▶ _REQUIRED WORK_
Could you repeat the records below exactly, leaving the pictures out?
★ ★ ★
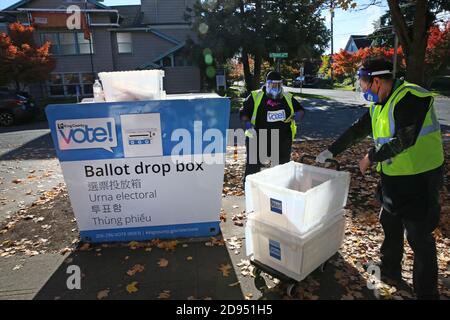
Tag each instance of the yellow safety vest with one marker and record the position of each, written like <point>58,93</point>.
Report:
<point>257,96</point>
<point>426,154</point>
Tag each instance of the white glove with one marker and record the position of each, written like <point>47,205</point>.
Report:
<point>323,156</point>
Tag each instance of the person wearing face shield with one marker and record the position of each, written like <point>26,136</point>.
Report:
<point>270,108</point>
<point>409,156</point>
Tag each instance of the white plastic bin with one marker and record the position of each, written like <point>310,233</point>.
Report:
<point>133,85</point>
<point>293,254</point>
<point>296,196</point>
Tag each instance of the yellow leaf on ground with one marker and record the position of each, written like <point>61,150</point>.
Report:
<point>225,269</point>
<point>168,245</point>
<point>85,247</point>
<point>102,294</point>
<point>131,288</point>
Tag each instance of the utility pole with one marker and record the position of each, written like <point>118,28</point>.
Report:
<point>332,44</point>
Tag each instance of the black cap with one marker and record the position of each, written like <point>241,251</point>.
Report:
<point>273,75</point>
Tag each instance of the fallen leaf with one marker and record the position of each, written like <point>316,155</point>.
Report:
<point>164,295</point>
<point>168,245</point>
<point>86,246</point>
<point>135,269</point>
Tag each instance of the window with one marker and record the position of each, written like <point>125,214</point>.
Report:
<point>68,43</point>
<point>67,84</point>
<point>124,44</point>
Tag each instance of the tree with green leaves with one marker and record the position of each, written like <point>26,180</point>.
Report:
<point>254,29</point>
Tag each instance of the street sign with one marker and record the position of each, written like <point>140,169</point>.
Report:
<point>127,166</point>
<point>278,55</point>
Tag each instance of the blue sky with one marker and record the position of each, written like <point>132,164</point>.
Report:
<point>346,23</point>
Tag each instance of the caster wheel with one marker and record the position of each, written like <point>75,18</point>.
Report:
<point>291,289</point>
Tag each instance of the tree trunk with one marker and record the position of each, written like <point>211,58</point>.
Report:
<point>247,74</point>
<point>17,84</point>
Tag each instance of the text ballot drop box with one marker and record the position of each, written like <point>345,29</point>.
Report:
<point>143,169</point>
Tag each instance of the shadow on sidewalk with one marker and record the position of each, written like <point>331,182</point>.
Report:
<point>104,267</point>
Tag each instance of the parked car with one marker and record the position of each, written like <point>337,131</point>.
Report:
<point>15,108</point>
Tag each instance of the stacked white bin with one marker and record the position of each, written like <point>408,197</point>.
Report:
<point>295,216</point>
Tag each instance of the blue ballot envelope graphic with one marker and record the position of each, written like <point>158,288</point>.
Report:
<point>123,177</point>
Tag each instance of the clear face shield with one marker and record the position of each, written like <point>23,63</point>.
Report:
<point>274,88</point>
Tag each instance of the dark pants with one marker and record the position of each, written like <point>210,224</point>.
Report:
<point>411,204</point>
<point>284,155</point>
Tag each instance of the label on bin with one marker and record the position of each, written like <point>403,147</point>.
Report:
<point>276,206</point>
<point>275,249</point>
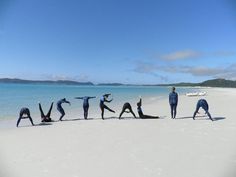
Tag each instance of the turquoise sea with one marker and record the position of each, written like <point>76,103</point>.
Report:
<point>15,96</point>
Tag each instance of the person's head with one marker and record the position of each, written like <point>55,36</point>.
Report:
<point>106,95</point>
<point>173,89</point>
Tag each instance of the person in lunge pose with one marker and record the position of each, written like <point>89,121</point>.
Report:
<point>140,112</point>
<point>104,99</point>
<point>24,111</point>
<point>202,103</point>
<point>59,107</point>
<point>85,104</point>
<point>47,117</point>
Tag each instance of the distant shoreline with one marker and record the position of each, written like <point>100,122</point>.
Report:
<point>209,83</point>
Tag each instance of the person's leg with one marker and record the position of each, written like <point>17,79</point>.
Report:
<point>31,120</point>
<point>132,112</point>
<point>86,112</point>
<point>209,115</point>
<point>102,111</point>
<point>174,109</point>
<point>62,113</point>
<point>18,121</point>
<point>122,111</point>
<point>106,107</point>
<point>41,111</point>
<point>28,115</point>
<point>50,110</point>
<point>196,111</point>
<point>207,112</point>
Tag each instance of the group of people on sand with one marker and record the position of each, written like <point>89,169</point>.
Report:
<point>127,108</point>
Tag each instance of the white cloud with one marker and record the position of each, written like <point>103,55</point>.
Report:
<point>179,55</point>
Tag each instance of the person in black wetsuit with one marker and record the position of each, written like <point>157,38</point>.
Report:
<point>47,117</point>
<point>85,104</point>
<point>202,103</point>
<point>140,112</point>
<point>60,109</point>
<point>125,107</point>
<point>103,106</point>
<point>24,111</point>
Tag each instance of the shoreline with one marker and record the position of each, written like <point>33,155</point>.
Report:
<point>129,147</point>
<point>148,104</point>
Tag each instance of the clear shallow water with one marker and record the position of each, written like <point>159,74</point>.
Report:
<point>15,96</point>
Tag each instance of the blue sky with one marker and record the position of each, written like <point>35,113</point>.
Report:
<point>127,41</point>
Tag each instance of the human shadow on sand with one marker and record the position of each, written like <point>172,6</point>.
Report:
<point>188,117</point>
<point>202,118</point>
<point>35,125</point>
<point>218,118</point>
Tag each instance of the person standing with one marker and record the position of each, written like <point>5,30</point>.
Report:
<point>173,101</point>
<point>102,105</point>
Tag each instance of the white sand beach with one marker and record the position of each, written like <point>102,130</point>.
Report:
<point>129,147</point>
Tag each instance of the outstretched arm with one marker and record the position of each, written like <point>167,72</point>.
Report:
<point>67,102</point>
<point>79,98</point>
<point>105,100</point>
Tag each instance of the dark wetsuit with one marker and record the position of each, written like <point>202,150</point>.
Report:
<point>202,103</point>
<point>127,106</point>
<point>47,117</point>
<point>24,111</point>
<point>59,107</point>
<point>103,106</point>
<point>173,101</point>
<point>85,104</point>
<point>140,112</point>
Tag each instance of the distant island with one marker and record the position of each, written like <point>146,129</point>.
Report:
<point>208,83</point>
<point>62,82</point>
★ ★ ★
▶ _ANSWER TO THIS PROBLEM_
Tag each instance of the yellow safety vest with one marker and record the position of each, written like <point>58,93</point>.
Report:
<point>257,96</point>
<point>426,154</point>
Tag each instance of the white glove with one marker and record the position of each, written like <point>47,205</point>.
Report:
<point>323,156</point>
Tag each instance of the person wearing face shield with one marker and record the position of each, written like <point>26,136</point>.
Report:
<point>270,108</point>
<point>409,156</point>
Tag each instance of the white plastic bin with one marker and record the position of each, written like <point>310,233</point>.
Report:
<point>133,85</point>
<point>293,254</point>
<point>296,196</point>
Tag each instance of the yellow leaf on ground with one marker and record the position of each, written like <point>61,150</point>.
Report:
<point>225,269</point>
<point>168,245</point>
<point>85,247</point>
<point>102,294</point>
<point>131,288</point>
Tag each instance of the utility pole with one marker and record the position of each, written like <point>118,28</point>.
Report:
<point>332,44</point>
Tag each instance of the black cap with one marker and record the position of each, written like <point>241,251</point>.
Report:
<point>273,75</point>
Tag each instance of the fallen leaf with one marker and record the position of each, written like <point>316,155</point>.
Report:
<point>164,295</point>
<point>168,245</point>
<point>86,246</point>
<point>135,269</point>
Tag each instance of the window with one marker and record the position of each, written like <point>125,214</point>.
Report:
<point>68,43</point>
<point>67,84</point>
<point>124,44</point>
Tag each instance of the tree with green leaves with one marker and record the position of each, written like <point>26,180</point>.
Report:
<point>254,29</point>
Tag each instance of the street sign with one marker and record the position of each, written like <point>140,169</point>.
Report:
<point>127,166</point>
<point>278,55</point>
Tag each instance of the blue sky with one marker and record the position of each, written like <point>132,164</point>.
Report:
<point>346,23</point>
Tag each instance of the caster wheel with one marker and record the position of each, written like <point>75,18</point>.
Report:
<point>291,289</point>
Tag each instance of the tree trunk with one marker and record the position of each, written like <point>211,58</point>.
Report:
<point>247,74</point>
<point>17,84</point>
Tag each instance of the text ballot drop box with one marker and record the position of each, written like <point>345,29</point>.
Report:
<point>143,169</point>
Tag each instance of the shadow on sidewalk with one marker and record the position of each, written like <point>331,182</point>.
Report:
<point>104,267</point>
Tag each instance of the parked car with one marker and record the position of each, written like <point>337,131</point>.
Report:
<point>15,108</point>
Tag each instance of the stacked white bin with one marker and record the position of each, written like <point>408,197</point>.
Report:
<point>295,216</point>
Tag each instance of the blue ballot envelope graphic with one marker and record the position of each, written like <point>158,288</point>.
Report:
<point>123,177</point>
Tag each instance of the clear face shield with one marker and record the position of each, written like <point>23,63</point>.
Report:
<point>274,88</point>
Tag each instance of the dark pants with one marker and record the position of each, written like <point>210,224</point>.
Report:
<point>411,204</point>
<point>284,155</point>
Tag each instance of the label on bin with one marker and record the position of each, written like <point>403,147</point>.
Report:
<point>276,206</point>
<point>275,249</point>
Tag each instance of the turquoise sea with one marker and record the position of each, written like <point>76,103</point>.
Report:
<point>15,96</point>
Tag each instance of the person's head with one marker and record the position of each, written like <point>55,36</point>.
Report:
<point>106,95</point>
<point>173,89</point>
Tag each instance of the person in lunge pose with one marker and record the position of each, written like <point>89,121</point>.
Report:
<point>140,112</point>
<point>104,99</point>
<point>24,111</point>
<point>202,103</point>
<point>59,107</point>
<point>85,104</point>
<point>47,117</point>
Tag each instance of the distant shoreline with one marker and record the position of each, written like <point>100,122</point>.
Report:
<point>209,83</point>
Tag each instance of the person's leg with one marker and record the position of each, written like <point>17,79</point>.
Report:
<point>31,120</point>
<point>132,112</point>
<point>86,112</point>
<point>209,115</point>
<point>102,111</point>
<point>174,109</point>
<point>62,113</point>
<point>18,121</point>
<point>122,111</point>
<point>106,107</point>
<point>41,111</point>
<point>28,115</point>
<point>50,110</point>
<point>196,111</point>
<point>207,112</point>
Tag each instance of the group of people on sand with one marker and record the position of each, written like <point>89,169</point>.
Report:
<point>127,108</point>
Tag each instance of the white cloud with one marker and record the position of each, written like <point>103,55</point>.
Report:
<point>179,55</point>
Tag each instance of the person in black wetsuit with one marker and record the position of each, written like <point>157,38</point>.
Report:
<point>47,117</point>
<point>85,104</point>
<point>202,103</point>
<point>140,112</point>
<point>60,109</point>
<point>125,107</point>
<point>103,106</point>
<point>24,111</point>
Tag each instance of the shoreline with one marker and record the position of each, written like <point>33,155</point>.
Report:
<point>129,147</point>
<point>148,104</point>
Tag each instance of the clear shallow water with one marker and record the position of each, written like <point>159,74</point>.
Report:
<point>15,96</point>
Tag each instance of the blue sky with one marker and record the position of each, written like <point>35,113</point>.
Report:
<point>127,41</point>
Tag each instance of the human shadow on sand with one marker and record the position of each, written like <point>172,6</point>.
Report:
<point>188,117</point>
<point>202,118</point>
<point>35,125</point>
<point>218,118</point>
Tag each instance of the person standing with one marker and record the position of each, written like <point>5,30</point>.
Report:
<point>173,101</point>
<point>102,105</point>
Tag each instance of the white sand beach with one marker and record the position of each, written like <point>102,130</point>.
Report:
<point>129,147</point>
Tag each instance of the outstretched arm with one marker and record the position of each, written like <point>167,72</point>.
Report:
<point>67,102</point>
<point>79,98</point>
<point>105,100</point>
Tag each instance of the dark wetsuit with one marker and record the position of each, written like <point>202,150</point>.
Report:
<point>202,103</point>
<point>127,106</point>
<point>47,117</point>
<point>24,111</point>
<point>59,107</point>
<point>103,106</point>
<point>173,101</point>
<point>85,104</point>
<point>140,112</point>
Tag each instance of the distant island with one marker and record the position of each, written like <point>146,129</point>.
Report:
<point>208,83</point>
<point>62,82</point>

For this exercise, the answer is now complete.